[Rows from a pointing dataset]

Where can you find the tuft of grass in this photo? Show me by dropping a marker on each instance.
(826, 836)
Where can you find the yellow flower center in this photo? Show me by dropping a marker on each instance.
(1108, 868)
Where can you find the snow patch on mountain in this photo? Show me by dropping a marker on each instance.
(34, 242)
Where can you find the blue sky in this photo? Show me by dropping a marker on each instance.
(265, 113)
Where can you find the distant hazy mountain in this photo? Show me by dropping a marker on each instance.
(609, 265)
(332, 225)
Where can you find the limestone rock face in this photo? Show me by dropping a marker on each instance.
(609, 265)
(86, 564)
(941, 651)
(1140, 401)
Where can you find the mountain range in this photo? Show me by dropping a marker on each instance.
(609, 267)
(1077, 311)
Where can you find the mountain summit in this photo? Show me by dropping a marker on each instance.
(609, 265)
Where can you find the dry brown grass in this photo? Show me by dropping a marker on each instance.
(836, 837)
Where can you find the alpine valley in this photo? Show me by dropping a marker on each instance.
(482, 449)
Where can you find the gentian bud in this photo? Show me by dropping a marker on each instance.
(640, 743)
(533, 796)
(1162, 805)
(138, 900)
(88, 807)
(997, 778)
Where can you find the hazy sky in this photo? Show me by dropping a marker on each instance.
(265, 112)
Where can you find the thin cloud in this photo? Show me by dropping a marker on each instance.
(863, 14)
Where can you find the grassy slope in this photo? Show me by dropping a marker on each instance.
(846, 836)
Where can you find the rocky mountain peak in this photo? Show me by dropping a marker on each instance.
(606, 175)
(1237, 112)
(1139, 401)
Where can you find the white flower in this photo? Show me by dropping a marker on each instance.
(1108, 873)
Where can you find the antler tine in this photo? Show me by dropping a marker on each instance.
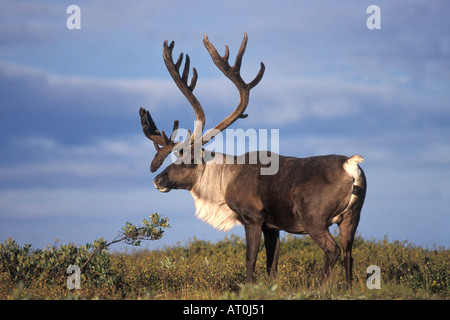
(182, 83)
(232, 73)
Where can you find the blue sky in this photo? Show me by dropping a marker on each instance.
(74, 162)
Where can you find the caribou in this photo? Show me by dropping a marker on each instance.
(304, 196)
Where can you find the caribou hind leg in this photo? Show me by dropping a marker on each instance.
(331, 249)
(272, 244)
(253, 240)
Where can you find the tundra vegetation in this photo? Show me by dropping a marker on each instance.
(200, 269)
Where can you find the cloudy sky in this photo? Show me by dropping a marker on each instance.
(74, 163)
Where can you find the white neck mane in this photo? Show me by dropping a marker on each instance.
(209, 197)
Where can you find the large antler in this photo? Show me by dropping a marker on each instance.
(148, 125)
(232, 73)
(165, 145)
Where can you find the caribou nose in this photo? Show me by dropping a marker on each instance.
(158, 183)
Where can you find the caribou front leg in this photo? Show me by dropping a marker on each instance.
(253, 240)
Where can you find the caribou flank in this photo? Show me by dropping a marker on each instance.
(305, 196)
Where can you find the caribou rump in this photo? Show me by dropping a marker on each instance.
(305, 195)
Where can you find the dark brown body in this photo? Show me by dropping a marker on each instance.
(305, 196)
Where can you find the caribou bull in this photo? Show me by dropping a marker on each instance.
(305, 195)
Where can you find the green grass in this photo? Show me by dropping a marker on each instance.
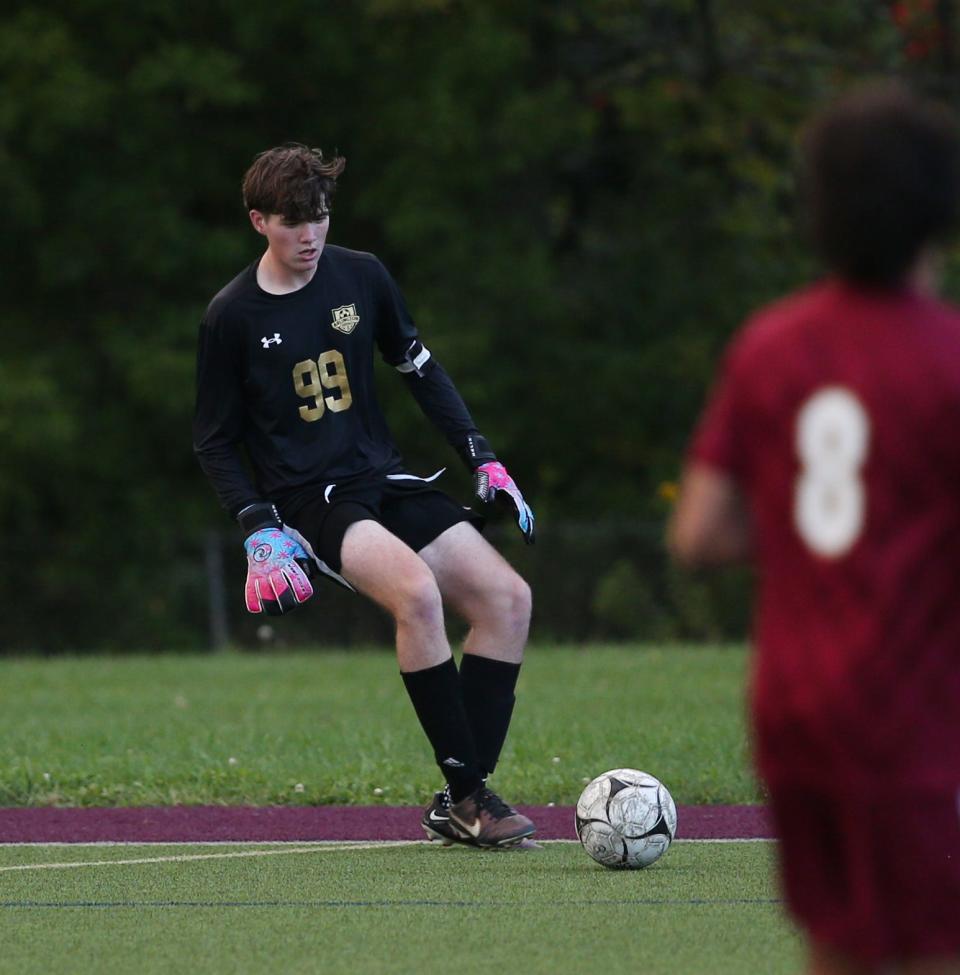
(703, 908)
(322, 728)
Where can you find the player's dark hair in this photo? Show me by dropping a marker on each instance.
(293, 180)
(881, 180)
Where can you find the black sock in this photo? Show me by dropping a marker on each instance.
(437, 699)
(488, 687)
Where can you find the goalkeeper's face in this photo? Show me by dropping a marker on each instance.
(295, 246)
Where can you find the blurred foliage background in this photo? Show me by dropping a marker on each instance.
(581, 199)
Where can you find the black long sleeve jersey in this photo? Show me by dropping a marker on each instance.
(289, 378)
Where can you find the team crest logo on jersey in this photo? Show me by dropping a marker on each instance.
(345, 318)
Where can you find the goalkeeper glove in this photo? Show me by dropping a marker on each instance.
(277, 564)
(491, 478)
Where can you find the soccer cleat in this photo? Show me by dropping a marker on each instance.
(436, 822)
(487, 821)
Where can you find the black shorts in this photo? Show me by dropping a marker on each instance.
(408, 507)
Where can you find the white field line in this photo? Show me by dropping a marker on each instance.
(278, 848)
(338, 844)
(183, 858)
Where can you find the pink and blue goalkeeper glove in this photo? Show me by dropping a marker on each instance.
(491, 479)
(277, 564)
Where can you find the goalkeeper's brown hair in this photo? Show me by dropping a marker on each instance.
(880, 175)
(292, 180)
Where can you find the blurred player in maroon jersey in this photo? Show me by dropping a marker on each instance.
(829, 455)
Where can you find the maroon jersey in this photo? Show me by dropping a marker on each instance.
(838, 415)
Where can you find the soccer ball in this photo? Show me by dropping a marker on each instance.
(626, 819)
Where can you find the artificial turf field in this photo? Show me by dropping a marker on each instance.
(335, 728)
(707, 908)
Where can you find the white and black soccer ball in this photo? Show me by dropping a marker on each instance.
(626, 819)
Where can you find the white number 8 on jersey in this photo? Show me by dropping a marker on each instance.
(833, 436)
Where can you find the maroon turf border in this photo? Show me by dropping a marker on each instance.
(199, 824)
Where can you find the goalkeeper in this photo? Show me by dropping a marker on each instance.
(285, 381)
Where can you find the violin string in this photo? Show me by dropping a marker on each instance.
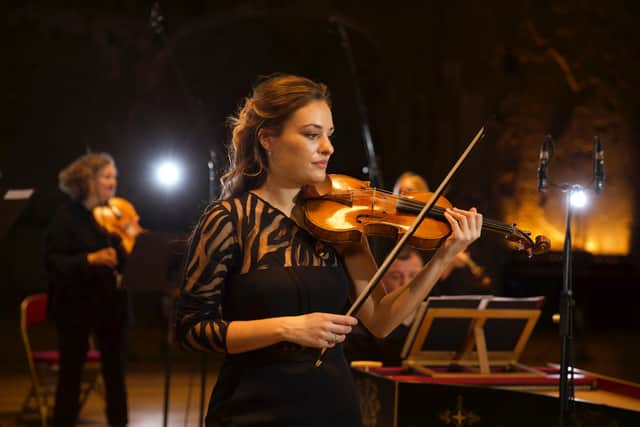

▸ **Your objective**: Please give all the lines above as a numbered list, skipping blank lines and leaving out the pictures.

▸ **Output for this exercise**:
1. Where can you find the tuft of grass in this photo? Show me by dropping a marker on each instance.
2. (826, 836)
3. Where can you find the yellow flower center in this photo? Show me by dropping a marker on each instance.
4. (1108, 868)
5. Where can you find the snow patch on mountain in this photo? Show me by dropping a marker on each instance.
6. (34, 242)
7. Where can you find the blue sky in this photo? Show me by dropping a marker on each instance.
8. (265, 113)
9. Where can you find the distant hazy mountain in this photo? Show me by dropping a marker on each instance.
10. (609, 265)
11. (332, 225)
12. Where can you find the limestone rock face in this photo? Show me by dropping a marker on each instance.
13. (609, 265)
14. (86, 564)
15. (941, 651)
16. (1140, 401)
17. Where can you find the mountain range in this photo? Show me by dropping a marker on each instance.
18. (609, 267)
19. (1077, 311)
20. Where can you find the mountain summit in this photo? Show me by dropping a marker on each instance.
21. (609, 265)
22. Where can you find the dry brown grass in this photo? Show me by dropping a marker on each instance.
23. (836, 837)
24. Where can you find the alpine valley in this photo? Show me by dropping a marker on each instance.
25. (482, 449)
26. Where can you find the gentian bud in this photo? Show me by dropping a marker on each instance.
27. (640, 743)
28. (533, 796)
29. (1162, 805)
30. (138, 900)
31. (88, 807)
32. (997, 778)
33. Where can you find the hazy sky in this photo? Show me by dropping a marker on each instance.
34. (265, 112)
35. Where can you find the thin cloud in this photo? Show me by dropping a marker on each instance.
36. (863, 14)
37. Where can you find the grassy slope in this photo? Show me by dropping a marker on each instance.
38. (846, 836)
39. Where can you find the rocky mountain peak in this photo? Show me by dropping a marker on each instance.
40. (606, 175)
41. (1237, 112)
42. (1139, 401)
43. Where can you find the white flower in this photo? Show me by dropping a marker on each instance.
44. (1108, 873)
45. Where can you find the antler tine in this photo? Show me by dropping a marker on each instance.
46. (182, 83)
47. (232, 73)
48. Where can you find the blue sky in this photo? Show me by dropping a marker on each instance.
49. (74, 162)
50. Where can you find the caribou in this photo? Show me by dropping a marker on each instance.
51. (304, 196)
52. Where can you find the caribou hind leg in this photo? Show me by dropping a marker on each instance.
53. (331, 249)
54. (272, 244)
55. (253, 240)
56. Where can you find the tundra vegetation in this photo? Show me by dropping a marker on each instance.
57. (200, 269)
58. Where can you find the cloudy sky in this photo? Show me by dropping a marker on each instance.
59. (74, 163)
60. Where can you find the white neck mane in this photo? Show me by dropping a marker on each instance.
61. (209, 197)
62. Where can you find the large antler in this photo? Show me by dropping a marker on each instance.
63. (148, 125)
64. (232, 73)
65. (165, 145)
66. Where can you find the caribou nose in this photo? Show me by dropping a marker on each instance.
67. (158, 183)
68. Where can you find the caribou front leg in this photo? Show me by dropping a marker on each instance.
69. (253, 240)
70. Where can you find the caribou flank in this photo? Show me by dropping a marker on each instance.
71. (305, 196)
72. Where can you find the caribou rump in this photo? Show me by dropping a marker on each instance.
73. (305, 195)
74. Where can you find the dark brown body in this photo? Show me by dropping a marker on each instance.
75. (305, 196)
76. Where can you find the caribou bull in this photo? Show me by dropping a marker on each instance.
77. (305, 195)
78. Where can you find the green grass in this photo? Show me by dropping a marker on each instance.
79. (703, 908)
80. (322, 728)
81. Where can you find the player's dark hair in this photo? Show me by dropping a marker on each instance.
82. (293, 180)
83. (881, 180)
84. Where can you find the black sock in this photo? Show me by dropping a marker on each instance.
85. (437, 699)
86. (488, 687)
87. Where can you find the goalkeeper's face in this photo? Show me by dropping a marker on each instance.
88. (295, 246)
89. Where can you find the blurred foliage background in this photo? Show me by dropping a marker on each instance.
90. (581, 199)
91. Where can you find the black long sleeve jersey in this photo? Show me by dropping a marker on each instance.
92. (289, 378)
93. Where can you find the team crest logo on jersey in this photo? Show me by dropping a marker on each instance.
94. (345, 318)
95. Where can you find the goalkeeper glove in this photo? Show me by dropping a marker on each instance.
96. (277, 564)
97. (491, 478)
98. Where can you find the soccer cleat in this photo? Show me by dropping a marker on each instance.
99. (436, 822)
100. (487, 821)
101. Where can you find the black shorts in this photo? Show me by dropping a marker on each instance.
102. (408, 507)
103. Where can you find the white field line in this photo? Show me by dropping a marker on each instance.
104. (278, 848)
105. (338, 844)
106. (183, 858)
107. Where can you find the pink and blue goalkeeper glove in this photo? Show me by dropping a marker on each instance.
108. (491, 479)
109. (277, 564)
110. Where can you find the goalkeeper's brown hair in this photo? Show me by dropping a marker on each instance.
111. (880, 175)
112. (292, 180)
113. Where can you find the blurred player in maroon jersey in this photo? Show me by dropping a marker on each instance.
114. (829, 455)
115. Where can you find the maroon jersey in this photo? Show me by dropping a marker on each instance.
116. (838, 415)
117. Where can you find the soccer ball in this photo? Show me by dropping a marker on each instance.
118. (626, 819)
119. Where can you find the artificial turf field in this photo? Show me by dropping a marker on each instance.
120. (335, 728)
121. (707, 908)
122. Where can you find the white and black soccer ball in this photo? Show me by dropping a marker on each instance.
123. (626, 819)
124. Where can you find the white number 8 on jersey in this photo? Show me by dropping a marker on each instance.
125. (833, 436)
126. Where can you find the maroon turf border in this photo? Show me by dropping a marker on each instance.
127. (199, 824)
128. Where can you find the goalkeeper in this photo? Show me by dropping a marker on each instance.
129. (285, 381)
130. Where can you find the violin string in this photo? Show me by dropping a marker on each instance.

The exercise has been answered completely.